## BRANO PROPOSTO
┄┄┄┄┄┄
Descrizione intervento

Il progetto di Housing sociale nella sua prima fase di attuazione prevede l’edificazione di 852 alloggi in totale entro il 2012 su una superficie lorda utile di 63.000 mq. Altri 1100 alloggi saranno edificati su un’area di 65000 mq prevista dal psc la cui attuazione avverrà nei prossimi anni.

Queste nuove costruzioni sfruttano la possibilità di aumentare la capacità edificatoria prevista dalla legge 244/2007 (finanziaria 2008) andando in deroga a quanto previsto dal PSC in aree destinate ad attività sociali e commerciali offrendo su un piatto d’argento alle imprese che si aggiudicano il bando la possibilità di erigere ad aumentare ulteriormente l’edificabile con notevoli incentivi pubblici il che, in un periodo di crisi del settore, sembra essere la vera finalità del progetto.

Con il pretesto della finalità sociale (tutta da dimostrare) si aggirano i vincoli urbanistici andando a incrinare ulteriormente gli equilibri ambientali ed ecologici di un territorio già massacrato.

Il tutto avverrà in 7 aree di trasformazione urbana del comune di Parma (1^fase) (Crocetta 144 alloggi, Via Chiavari 280 alloggi, Via Sant’Eurosia 289 alloggi, Area Rossi & Catelli 98 alloggi, Via Spezia 20 alloggi, Via Budellungo 9 alloggi, Pannocchia 12 alloggi) contribuendo ulteriormente alla sottrazione di aree verdi e agricole e prendendo in considerazione solo nel caso dell’Area ex Rossi & Catelli la possibilità di convertire ad uso abitativo qualcuna delle tante aree dismesse della città. Completamente ignorata la possibilità, pure prevista dal comma 10 dell’art. 11 del DL 112/2008, di utilizzare ad esempio le aree militari cittadine dismesse. Occorre qui ricordare che un recente rapporto di Legambiente rileva che Parma risulta essere la terza città in Italia (dopo Roma e Venezia) per suolo agricolo consumato a vantaggio della speculazione immobiliare, circa un km quadrato all’anno.

Il costo di costruzione totale per la prima fase è di 105 milioni di Euro.

TIPOLOGIE DI ALLOGGI OFFERTI

1) Il 30% degli alloggi (265) sarà affittato a canone concordato ridotto del 30%;(costo presunto tra

300 e 400 euro al mese più le spese)
┄┄┄┄┄┄
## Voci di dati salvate
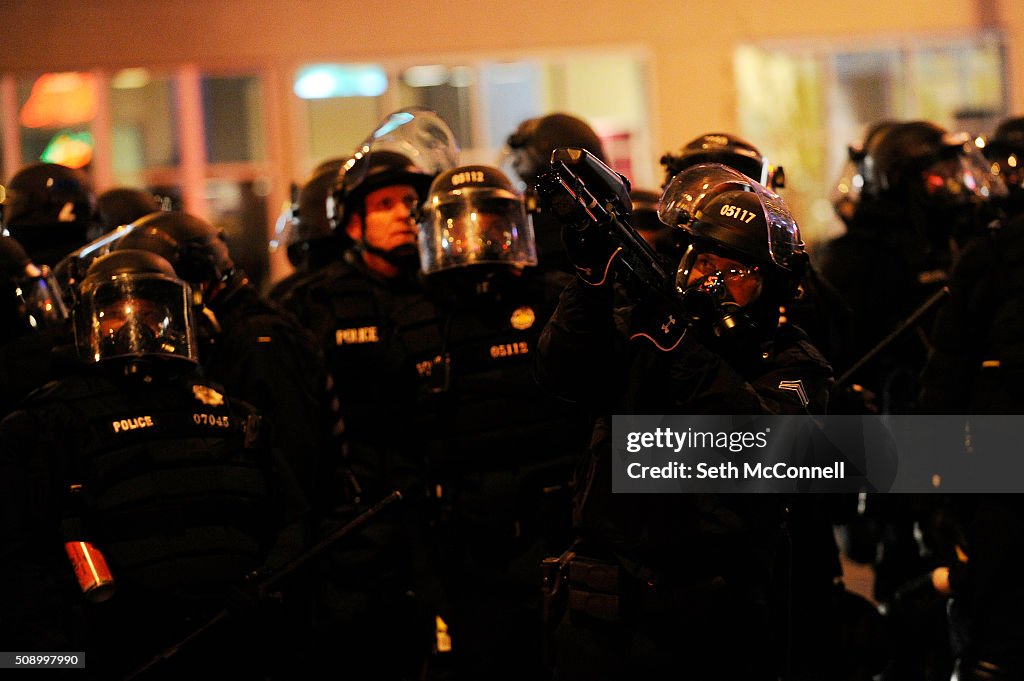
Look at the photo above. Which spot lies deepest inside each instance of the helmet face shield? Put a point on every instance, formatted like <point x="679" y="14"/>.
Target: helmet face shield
<point x="135" y="314"/>
<point x="475" y="226"/>
<point x="713" y="202"/>
<point x="965" y="177"/>
<point x="419" y="134"/>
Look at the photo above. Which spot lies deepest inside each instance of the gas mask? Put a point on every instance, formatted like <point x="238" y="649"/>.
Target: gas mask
<point x="715" y="290"/>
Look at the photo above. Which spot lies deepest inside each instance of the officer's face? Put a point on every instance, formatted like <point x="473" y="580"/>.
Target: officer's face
<point x="389" y="222"/>
<point x="742" y="282"/>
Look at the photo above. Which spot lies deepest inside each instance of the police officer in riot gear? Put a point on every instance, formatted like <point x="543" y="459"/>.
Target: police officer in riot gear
<point x="156" y="469"/>
<point x="818" y="308"/>
<point x="33" y="324"/>
<point x="48" y="211"/>
<point x="925" y="193"/>
<point x="251" y="346"/>
<point x="119" y="206"/>
<point x="365" y="309"/>
<point x="973" y="368"/>
<point x="498" y="451"/>
<point x="681" y="584"/>
<point x="527" y="152"/>
<point x="306" y="230"/>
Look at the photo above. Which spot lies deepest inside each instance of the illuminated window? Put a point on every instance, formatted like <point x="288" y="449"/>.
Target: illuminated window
<point x="832" y="95"/>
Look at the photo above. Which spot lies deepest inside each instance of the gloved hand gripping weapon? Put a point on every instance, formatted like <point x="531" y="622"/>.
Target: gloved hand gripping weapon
<point x="592" y="202"/>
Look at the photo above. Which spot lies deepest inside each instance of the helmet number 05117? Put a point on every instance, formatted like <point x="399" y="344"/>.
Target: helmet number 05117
<point x="740" y="214"/>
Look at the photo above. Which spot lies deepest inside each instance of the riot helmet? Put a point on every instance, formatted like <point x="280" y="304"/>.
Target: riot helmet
<point x="121" y="205"/>
<point x="473" y="217"/>
<point x="743" y="256"/>
<point x="410" y="146"/>
<point x="408" y="150"/>
<point x="305" y="222"/>
<point x="845" y="196"/>
<point x="527" y="150"/>
<point x="48" y="210"/>
<point x="196" y="249"/>
<point x="31" y="298"/>
<point x="1005" y="152"/>
<point x="940" y="178"/>
<point x="728" y="150"/>
<point x="134" y="307"/>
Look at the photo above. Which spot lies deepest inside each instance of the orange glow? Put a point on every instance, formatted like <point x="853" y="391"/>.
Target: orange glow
<point x="60" y="99"/>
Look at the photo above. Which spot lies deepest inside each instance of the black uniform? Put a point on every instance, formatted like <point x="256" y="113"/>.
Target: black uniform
<point x="695" y="569"/>
<point x="263" y="355"/>
<point x="369" y="588"/>
<point x="172" y="481"/>
<point x="975" y="368"/>
<point x="498" y="457"/>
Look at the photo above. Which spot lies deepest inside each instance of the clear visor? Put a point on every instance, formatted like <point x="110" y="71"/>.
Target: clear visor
<point x="419" y="134"/>
<point x="135" y="315"/>
<point x="964" y="178"/>
<point x="474" y="227"/>
<point x="71" y="270"/>
<point x="689" y="190"/>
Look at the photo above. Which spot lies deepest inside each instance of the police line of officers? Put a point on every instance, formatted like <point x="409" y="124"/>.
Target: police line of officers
<point x="178" y="448"/>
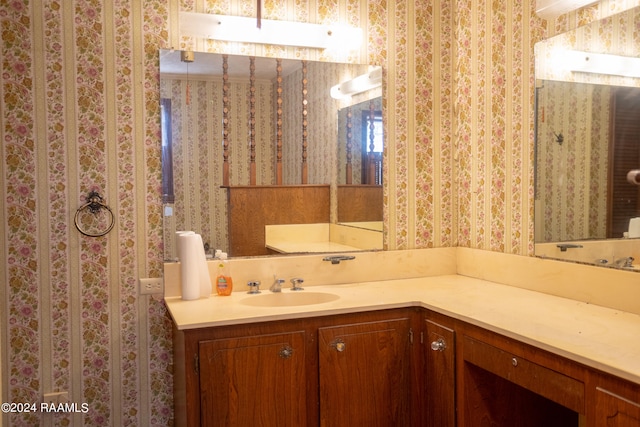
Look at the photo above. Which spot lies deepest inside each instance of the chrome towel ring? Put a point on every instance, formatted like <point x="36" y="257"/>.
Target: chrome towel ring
<point x="92" y="215"/>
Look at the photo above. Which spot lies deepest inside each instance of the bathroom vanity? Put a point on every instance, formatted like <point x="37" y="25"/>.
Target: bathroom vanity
<point x="439" y="351"/>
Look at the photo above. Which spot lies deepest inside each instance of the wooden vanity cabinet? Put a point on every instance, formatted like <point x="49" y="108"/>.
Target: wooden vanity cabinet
<point x="365" y="374"/>
<point x="386" y="368"/>
<point x="263" y="377"/>
<point x="439" y="371"/>
<point x="343" y="370"/>
<point x="616" y="403"/>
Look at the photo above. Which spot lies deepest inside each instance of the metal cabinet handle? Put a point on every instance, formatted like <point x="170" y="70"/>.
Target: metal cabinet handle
<point x="339" y="345"/>
<point x="438" y="345"/>
<point x="286" y="352"/>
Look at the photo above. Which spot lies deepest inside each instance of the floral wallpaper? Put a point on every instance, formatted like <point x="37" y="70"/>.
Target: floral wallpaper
<point x="80" y="99"/>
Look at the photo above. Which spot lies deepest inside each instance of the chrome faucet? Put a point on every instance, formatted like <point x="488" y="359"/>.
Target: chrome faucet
<point x="625" y="262"/>
<point x="295" y="284"/>
<point x="277" y="285"/>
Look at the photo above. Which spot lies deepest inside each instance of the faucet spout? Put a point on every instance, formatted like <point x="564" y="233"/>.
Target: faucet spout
<point x="277" y="285"/>
<point x="625" y="262"/>
<point x="335" y="259"/>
┄┄┄┄┄┄
## CONSEGNA
Riporti il passo del testo sul progetto di Housing sociale compreso tra "Queste nuove costruzioni" e "finalità del progetto.", estremi inclusi, sostituendo "imprese" con "aziende".

## ESERCIZIO SVOLTO
Queste nuove costruzioni sfruttano la possibilità di aumentare la capacità edificatoria prevista dalla legge 244/2007 (finanziaria 2008) andando in deroga a quanto previsto dal PSC in aree destinate ad attività sociali e commerciali offrendo su un piatto d’argento alle aziende che si aggiudicano il bando la possibilità di erigere ad aumentare ulteriormente l’edificabile con notevoli incentivi pubblici il che, in un periodo di crisi del settore, sembra essere la vera finalità del progetto.